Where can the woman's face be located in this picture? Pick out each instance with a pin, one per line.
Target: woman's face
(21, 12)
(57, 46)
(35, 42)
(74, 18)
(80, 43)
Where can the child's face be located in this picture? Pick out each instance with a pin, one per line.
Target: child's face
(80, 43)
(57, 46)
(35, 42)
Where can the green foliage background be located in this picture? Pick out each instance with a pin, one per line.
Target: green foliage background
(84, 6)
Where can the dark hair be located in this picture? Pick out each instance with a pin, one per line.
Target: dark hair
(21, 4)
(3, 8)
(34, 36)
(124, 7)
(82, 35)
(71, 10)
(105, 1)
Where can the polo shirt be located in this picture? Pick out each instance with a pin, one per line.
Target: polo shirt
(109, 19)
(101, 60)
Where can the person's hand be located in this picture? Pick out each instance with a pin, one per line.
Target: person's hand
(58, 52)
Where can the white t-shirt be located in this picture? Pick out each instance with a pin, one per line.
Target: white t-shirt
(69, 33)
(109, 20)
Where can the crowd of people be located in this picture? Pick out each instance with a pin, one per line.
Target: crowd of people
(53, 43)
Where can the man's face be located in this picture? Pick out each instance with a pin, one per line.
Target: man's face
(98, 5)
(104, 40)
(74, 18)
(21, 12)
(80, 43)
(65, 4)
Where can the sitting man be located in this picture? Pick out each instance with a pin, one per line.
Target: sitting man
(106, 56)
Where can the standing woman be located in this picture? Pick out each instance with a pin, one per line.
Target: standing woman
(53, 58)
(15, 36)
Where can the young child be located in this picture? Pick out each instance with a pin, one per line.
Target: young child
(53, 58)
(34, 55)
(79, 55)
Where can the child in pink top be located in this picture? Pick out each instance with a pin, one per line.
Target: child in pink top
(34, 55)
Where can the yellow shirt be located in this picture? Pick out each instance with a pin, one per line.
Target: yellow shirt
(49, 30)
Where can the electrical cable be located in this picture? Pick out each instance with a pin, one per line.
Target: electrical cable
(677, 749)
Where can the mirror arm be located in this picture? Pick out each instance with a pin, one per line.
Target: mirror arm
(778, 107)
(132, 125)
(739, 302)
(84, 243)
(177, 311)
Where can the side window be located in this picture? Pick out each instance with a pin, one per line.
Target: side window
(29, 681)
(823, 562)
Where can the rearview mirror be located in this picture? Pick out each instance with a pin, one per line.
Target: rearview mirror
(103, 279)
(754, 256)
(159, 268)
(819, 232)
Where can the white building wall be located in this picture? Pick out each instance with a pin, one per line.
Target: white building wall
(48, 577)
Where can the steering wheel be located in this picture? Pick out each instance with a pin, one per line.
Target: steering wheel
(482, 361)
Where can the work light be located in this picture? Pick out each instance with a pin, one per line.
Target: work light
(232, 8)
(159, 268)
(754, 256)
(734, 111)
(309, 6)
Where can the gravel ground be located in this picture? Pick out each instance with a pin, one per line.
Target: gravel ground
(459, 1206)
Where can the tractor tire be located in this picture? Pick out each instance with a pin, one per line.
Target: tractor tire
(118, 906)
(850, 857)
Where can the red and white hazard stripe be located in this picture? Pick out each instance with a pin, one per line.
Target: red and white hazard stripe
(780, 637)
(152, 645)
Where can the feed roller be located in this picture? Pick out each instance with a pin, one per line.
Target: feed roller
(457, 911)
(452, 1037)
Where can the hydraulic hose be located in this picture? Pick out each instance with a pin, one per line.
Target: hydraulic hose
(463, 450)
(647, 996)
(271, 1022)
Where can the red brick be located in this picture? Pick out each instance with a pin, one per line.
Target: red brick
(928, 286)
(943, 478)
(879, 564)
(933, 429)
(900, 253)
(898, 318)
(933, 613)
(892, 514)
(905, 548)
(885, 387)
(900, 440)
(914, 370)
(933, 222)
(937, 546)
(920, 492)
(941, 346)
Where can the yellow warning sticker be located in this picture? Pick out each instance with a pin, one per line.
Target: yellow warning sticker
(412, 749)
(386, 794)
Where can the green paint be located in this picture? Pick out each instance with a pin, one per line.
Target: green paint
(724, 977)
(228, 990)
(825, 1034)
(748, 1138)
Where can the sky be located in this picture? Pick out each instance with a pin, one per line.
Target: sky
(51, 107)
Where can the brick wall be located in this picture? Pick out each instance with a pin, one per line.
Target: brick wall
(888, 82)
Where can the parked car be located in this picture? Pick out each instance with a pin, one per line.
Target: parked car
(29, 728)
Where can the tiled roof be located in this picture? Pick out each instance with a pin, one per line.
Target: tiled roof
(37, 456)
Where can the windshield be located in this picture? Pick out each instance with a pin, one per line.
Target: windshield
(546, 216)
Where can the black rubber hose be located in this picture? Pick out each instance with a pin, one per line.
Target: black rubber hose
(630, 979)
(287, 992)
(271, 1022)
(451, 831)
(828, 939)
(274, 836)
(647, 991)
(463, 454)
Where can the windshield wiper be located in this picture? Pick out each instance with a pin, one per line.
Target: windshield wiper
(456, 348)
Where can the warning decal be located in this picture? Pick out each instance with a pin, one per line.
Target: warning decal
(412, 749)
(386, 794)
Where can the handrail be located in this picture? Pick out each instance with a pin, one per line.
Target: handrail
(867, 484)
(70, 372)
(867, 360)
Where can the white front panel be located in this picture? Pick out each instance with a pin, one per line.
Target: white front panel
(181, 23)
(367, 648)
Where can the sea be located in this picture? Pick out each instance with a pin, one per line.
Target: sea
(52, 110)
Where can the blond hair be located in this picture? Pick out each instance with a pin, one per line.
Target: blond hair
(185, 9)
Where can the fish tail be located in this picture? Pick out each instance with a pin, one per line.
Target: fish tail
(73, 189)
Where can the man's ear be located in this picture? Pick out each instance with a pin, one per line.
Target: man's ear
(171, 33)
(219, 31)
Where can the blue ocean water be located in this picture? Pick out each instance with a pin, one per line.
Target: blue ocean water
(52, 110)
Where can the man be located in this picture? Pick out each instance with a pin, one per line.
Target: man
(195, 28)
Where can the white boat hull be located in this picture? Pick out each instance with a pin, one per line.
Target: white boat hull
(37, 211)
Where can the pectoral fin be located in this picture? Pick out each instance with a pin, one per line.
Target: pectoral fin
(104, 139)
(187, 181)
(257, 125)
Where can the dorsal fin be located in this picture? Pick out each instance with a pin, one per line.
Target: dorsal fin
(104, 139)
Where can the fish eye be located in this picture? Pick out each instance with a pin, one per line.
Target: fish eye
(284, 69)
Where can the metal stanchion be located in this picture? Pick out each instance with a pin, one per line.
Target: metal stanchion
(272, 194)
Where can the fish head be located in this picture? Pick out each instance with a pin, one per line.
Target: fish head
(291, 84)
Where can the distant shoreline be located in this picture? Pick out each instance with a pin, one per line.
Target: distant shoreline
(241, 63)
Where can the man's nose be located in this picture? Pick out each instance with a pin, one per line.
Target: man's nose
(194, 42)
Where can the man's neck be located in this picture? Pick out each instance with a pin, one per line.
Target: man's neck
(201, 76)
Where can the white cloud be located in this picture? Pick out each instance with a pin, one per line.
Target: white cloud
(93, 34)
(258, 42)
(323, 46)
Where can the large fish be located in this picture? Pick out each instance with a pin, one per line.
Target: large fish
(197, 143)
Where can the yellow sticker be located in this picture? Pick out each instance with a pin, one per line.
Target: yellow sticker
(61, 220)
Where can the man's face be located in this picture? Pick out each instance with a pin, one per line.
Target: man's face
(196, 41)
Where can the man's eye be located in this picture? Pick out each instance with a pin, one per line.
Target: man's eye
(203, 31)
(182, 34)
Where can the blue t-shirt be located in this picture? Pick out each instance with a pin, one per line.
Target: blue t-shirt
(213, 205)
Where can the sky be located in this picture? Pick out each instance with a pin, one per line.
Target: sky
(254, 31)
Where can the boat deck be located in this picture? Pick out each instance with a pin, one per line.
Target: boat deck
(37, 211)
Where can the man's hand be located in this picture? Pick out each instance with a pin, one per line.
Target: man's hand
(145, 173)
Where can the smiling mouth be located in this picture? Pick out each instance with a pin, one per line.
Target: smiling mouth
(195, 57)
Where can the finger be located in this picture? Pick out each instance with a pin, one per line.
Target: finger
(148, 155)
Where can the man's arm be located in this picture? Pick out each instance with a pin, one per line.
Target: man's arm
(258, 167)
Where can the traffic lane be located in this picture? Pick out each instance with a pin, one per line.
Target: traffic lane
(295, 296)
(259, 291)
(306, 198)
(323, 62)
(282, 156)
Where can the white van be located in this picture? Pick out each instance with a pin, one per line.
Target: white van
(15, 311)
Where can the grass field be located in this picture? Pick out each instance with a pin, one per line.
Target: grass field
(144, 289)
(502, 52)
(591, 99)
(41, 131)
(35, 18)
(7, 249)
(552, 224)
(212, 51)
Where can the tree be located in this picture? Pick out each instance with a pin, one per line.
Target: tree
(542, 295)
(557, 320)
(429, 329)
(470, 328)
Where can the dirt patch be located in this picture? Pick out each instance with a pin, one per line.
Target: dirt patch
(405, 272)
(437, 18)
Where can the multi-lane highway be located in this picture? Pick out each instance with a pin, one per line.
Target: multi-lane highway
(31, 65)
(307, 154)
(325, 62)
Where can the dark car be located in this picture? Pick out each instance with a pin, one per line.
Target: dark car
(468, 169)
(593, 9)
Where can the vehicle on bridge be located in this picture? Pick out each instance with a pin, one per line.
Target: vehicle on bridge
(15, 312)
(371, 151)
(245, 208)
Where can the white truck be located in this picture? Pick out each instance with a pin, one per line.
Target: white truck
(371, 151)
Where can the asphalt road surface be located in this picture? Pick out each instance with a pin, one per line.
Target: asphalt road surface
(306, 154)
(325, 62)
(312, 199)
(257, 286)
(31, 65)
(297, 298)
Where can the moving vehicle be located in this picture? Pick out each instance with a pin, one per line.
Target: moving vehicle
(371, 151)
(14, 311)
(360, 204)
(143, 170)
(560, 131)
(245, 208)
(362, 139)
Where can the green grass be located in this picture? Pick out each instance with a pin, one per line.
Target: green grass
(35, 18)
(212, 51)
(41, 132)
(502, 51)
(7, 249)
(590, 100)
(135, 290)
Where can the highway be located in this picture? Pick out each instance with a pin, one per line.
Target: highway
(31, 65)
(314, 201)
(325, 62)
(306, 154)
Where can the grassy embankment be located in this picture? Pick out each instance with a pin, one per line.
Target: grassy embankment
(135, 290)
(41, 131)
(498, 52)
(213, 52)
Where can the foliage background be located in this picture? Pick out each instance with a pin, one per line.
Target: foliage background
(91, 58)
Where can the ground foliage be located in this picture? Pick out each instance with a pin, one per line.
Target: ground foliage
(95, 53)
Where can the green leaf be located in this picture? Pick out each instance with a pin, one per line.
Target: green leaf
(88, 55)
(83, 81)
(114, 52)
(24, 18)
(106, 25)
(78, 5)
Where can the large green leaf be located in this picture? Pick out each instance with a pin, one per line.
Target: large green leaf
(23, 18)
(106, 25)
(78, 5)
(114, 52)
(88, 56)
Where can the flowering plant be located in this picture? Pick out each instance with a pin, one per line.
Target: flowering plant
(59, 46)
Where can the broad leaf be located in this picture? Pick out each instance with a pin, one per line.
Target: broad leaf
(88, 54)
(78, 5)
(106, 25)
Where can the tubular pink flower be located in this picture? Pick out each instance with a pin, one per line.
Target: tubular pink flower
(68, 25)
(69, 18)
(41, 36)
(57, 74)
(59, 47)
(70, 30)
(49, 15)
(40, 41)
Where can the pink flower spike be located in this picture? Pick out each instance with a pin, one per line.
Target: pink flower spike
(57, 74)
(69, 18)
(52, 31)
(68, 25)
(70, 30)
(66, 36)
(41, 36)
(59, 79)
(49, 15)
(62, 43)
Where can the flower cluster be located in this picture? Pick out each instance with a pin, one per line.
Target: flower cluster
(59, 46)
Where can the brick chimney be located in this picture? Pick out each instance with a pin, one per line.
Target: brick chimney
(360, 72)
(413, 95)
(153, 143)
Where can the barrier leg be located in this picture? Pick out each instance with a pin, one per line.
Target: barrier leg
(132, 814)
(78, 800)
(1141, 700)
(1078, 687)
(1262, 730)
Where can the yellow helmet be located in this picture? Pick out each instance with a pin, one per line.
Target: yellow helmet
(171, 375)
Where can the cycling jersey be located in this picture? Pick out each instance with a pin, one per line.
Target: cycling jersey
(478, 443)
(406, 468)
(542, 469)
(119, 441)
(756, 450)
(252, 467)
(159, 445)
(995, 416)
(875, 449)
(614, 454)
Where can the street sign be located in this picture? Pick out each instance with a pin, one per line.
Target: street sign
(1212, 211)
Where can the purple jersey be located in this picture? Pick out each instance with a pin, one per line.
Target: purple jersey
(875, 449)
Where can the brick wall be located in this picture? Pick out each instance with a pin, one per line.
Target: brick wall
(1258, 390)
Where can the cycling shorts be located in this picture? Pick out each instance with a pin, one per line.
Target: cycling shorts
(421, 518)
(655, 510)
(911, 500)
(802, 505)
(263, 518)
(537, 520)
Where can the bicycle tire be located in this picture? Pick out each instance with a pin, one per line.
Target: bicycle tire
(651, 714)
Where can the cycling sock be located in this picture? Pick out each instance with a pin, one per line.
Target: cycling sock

__Problem details__.
Your answer should be the lines of the listing above between the line holding "Target: man's nose" and the line holding "Where can the grass field", inclusive, restated word for word and alone.

__Response to the exercise__.
Target: man's nose
(194, 42)
Where can the man's neck be located in this picture? Pick out each instance with a pin, one per line.
Target: man's neck
(201, 76)
Where can the white cloud be located in this picture? Pick out each instance with a pin, one per line.
Target: white cloud
(93, 34)
(258, 42)
(323, 46)
Where can the large fish be located in this picture? Pick out each instance with a pin, one per line.
Target: large fish
(197, 143)
Where can the yellow sticker be located in this picture? Pick out each instance with a pin, one per line.
Target: yellow sticker
(61, 220)
Where can the man's face be located in this picture? Pick out each instance with a pin, one per line.
Target: man's face
(196, 41)
Where can the man's eye be located in this picture? Pick out each instance with a pin, one per line.
Target: man's eye
(203, 31)
(182, 34)
Where can the blue t-shirt be located in this picture? Pick out each instance with a pin, one per line.
Target: blue t-shirt
(213, 205)
Where can the sky be located in this picture? Pick out each instance with a pin, one per line.
Target: sky
(254, 31)
Where can the boat deck be located in this picture? Pick out each instance with a pin, one per line.
Target: boat deck
(37, 211)
Where can the man's hand be located in this picture? Pick out each instance with a pin, one per line.
Target: man's hand
(145, 173)
Where can the smiling mouth be located in this picture? Pick out each instance with a pin, one per line.
Target: smiling mouth
(195, 57)
Where can the finger be located in this picture? Pick out each instance with a pin, one per line.
Target: finger
(148, 155)
Where can the man's arm be located in this picture? Pick out each instance with a pin, one per line.
Target: man's arm
(258, 167)
Where can the traffic lane be located in this picture? Pick out each instance with a pin, one per line.
Target: traffic lane
(295, 296)
(259, 291)
(306, 198)
(323, 62)
(282, 156)
Where can the white van be located in this picture? Pick out each instance with a pin, one per line.
Target: white van
(15, 311)
Where can the grass field be located in this picture? Pick out each instance with a pin, one per line.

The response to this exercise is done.